── Input data

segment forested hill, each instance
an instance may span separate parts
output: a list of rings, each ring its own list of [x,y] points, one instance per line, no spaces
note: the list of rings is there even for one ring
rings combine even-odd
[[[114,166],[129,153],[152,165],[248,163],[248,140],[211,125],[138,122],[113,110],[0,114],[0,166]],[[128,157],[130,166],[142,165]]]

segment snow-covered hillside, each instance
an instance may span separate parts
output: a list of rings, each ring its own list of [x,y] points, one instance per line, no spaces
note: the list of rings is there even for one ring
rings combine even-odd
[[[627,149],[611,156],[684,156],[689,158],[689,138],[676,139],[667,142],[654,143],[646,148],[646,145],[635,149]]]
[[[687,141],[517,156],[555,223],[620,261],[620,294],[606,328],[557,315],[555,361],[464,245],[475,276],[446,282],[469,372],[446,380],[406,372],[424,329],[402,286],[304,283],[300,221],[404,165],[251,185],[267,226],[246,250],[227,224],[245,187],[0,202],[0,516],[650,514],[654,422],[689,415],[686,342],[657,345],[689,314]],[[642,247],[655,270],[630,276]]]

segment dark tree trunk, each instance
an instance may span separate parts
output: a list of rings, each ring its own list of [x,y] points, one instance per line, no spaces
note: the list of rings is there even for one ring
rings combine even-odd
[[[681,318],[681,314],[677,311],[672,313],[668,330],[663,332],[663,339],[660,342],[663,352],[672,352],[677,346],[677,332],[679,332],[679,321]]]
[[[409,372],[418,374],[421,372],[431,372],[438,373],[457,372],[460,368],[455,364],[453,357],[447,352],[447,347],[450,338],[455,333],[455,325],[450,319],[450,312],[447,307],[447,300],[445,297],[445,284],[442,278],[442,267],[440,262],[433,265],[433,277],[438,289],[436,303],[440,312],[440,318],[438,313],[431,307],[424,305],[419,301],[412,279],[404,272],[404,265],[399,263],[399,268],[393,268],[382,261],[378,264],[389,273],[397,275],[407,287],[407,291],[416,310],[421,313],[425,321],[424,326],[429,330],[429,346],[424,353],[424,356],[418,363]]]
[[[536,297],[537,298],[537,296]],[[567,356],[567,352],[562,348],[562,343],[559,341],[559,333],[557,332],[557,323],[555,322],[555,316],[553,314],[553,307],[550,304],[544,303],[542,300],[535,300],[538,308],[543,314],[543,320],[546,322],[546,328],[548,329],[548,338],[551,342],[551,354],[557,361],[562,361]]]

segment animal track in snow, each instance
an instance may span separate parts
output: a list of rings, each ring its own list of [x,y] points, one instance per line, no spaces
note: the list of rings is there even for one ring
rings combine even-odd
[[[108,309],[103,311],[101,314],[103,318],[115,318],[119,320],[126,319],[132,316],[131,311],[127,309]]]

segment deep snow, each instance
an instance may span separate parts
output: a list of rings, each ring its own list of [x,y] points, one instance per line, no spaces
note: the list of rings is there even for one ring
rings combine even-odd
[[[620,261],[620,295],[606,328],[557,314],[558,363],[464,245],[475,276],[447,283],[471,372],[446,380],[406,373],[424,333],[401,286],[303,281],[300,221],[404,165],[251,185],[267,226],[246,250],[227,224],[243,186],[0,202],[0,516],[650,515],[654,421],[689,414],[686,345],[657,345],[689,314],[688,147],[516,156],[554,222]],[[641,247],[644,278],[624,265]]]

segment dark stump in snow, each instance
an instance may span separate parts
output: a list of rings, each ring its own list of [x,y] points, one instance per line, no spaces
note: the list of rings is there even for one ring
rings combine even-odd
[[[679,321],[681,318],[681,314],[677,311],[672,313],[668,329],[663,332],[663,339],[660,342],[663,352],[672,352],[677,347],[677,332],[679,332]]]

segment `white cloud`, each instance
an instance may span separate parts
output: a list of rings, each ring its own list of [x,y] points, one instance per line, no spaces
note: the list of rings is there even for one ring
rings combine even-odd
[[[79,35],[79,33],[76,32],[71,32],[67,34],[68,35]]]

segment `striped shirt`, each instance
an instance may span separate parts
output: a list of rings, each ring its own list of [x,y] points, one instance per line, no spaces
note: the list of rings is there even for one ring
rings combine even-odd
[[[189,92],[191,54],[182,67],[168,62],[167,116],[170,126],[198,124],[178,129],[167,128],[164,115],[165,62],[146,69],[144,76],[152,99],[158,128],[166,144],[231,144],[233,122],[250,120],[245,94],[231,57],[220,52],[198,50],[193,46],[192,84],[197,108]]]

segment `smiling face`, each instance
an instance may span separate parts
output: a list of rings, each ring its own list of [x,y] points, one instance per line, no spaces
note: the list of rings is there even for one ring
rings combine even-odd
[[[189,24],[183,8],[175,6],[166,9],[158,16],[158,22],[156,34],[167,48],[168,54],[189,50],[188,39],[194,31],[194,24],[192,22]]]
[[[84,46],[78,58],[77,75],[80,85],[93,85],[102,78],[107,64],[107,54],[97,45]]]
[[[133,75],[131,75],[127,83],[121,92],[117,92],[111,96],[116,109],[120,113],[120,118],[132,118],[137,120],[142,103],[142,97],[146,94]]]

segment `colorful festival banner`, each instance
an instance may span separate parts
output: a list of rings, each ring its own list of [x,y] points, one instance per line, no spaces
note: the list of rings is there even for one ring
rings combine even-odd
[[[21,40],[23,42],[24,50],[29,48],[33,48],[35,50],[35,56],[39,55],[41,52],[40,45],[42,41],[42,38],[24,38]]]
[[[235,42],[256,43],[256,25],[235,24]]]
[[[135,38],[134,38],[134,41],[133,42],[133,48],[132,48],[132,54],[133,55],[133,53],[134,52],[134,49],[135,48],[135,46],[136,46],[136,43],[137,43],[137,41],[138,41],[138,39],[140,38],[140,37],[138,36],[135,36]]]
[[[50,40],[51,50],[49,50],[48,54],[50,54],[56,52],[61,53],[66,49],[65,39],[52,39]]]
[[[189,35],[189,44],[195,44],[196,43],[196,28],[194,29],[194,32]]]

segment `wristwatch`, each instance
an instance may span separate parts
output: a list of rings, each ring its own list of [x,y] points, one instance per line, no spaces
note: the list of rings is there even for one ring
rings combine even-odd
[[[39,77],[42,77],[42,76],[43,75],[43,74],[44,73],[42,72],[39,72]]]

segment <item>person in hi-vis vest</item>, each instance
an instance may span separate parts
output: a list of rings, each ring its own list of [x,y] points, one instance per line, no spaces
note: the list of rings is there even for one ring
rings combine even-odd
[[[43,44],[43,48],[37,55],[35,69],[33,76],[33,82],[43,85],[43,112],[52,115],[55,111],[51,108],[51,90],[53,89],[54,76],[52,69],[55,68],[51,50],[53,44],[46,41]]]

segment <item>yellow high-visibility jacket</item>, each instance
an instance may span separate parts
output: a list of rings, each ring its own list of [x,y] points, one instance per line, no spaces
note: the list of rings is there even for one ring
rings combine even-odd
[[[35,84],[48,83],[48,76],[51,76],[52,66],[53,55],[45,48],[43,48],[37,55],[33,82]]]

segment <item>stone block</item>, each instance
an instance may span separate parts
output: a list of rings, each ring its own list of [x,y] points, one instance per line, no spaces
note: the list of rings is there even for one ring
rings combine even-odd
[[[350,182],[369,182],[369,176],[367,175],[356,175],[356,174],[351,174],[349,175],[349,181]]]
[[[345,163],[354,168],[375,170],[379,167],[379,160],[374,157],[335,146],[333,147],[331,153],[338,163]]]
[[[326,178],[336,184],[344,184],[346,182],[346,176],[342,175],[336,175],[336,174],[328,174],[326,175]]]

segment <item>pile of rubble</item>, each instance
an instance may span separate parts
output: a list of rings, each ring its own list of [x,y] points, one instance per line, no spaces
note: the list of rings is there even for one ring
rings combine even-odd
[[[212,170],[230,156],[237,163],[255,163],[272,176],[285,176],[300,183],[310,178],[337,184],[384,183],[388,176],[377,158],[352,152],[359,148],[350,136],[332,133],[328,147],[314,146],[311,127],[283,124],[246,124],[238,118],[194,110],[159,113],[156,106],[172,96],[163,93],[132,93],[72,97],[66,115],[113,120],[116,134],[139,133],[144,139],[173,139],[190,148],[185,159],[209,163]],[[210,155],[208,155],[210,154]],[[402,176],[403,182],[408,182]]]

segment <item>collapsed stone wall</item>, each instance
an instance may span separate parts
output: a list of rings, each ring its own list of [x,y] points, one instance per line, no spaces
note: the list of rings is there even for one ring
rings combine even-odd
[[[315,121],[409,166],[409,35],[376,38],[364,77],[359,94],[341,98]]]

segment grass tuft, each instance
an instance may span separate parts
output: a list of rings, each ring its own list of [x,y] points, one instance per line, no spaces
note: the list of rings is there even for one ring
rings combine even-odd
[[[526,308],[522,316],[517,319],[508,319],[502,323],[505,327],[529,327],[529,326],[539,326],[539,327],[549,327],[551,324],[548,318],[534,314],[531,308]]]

────

▸ **Aim of the exercise**: Convert the lines from the one containing "segment grass tuft, each instance" through the last line of the items, both included, into a Markdown table. Use the columns Row and Line, give each line a row number, and leave out blank lines.

▸ **Answer to the task**:
| Row | Line |
|---|---|
| 1 | segment grass tuft, each instance |
| 2 | an instance may span separate parts |
| 3 | output: a list of rings, each ring its own list of [x,y] points, one instance per line, no spaces |
| 4 | note: the list of rings is there even for one ring |
| 5 | rings combine even-odd |
| 6 | [[[526,308],[522,316],[517,319],[508,319],[502,323],[505,327],[529,327],[529,326],[539,326],[539,327],[549,327],[551,324],[548,318],[534,314],[531,308]]] |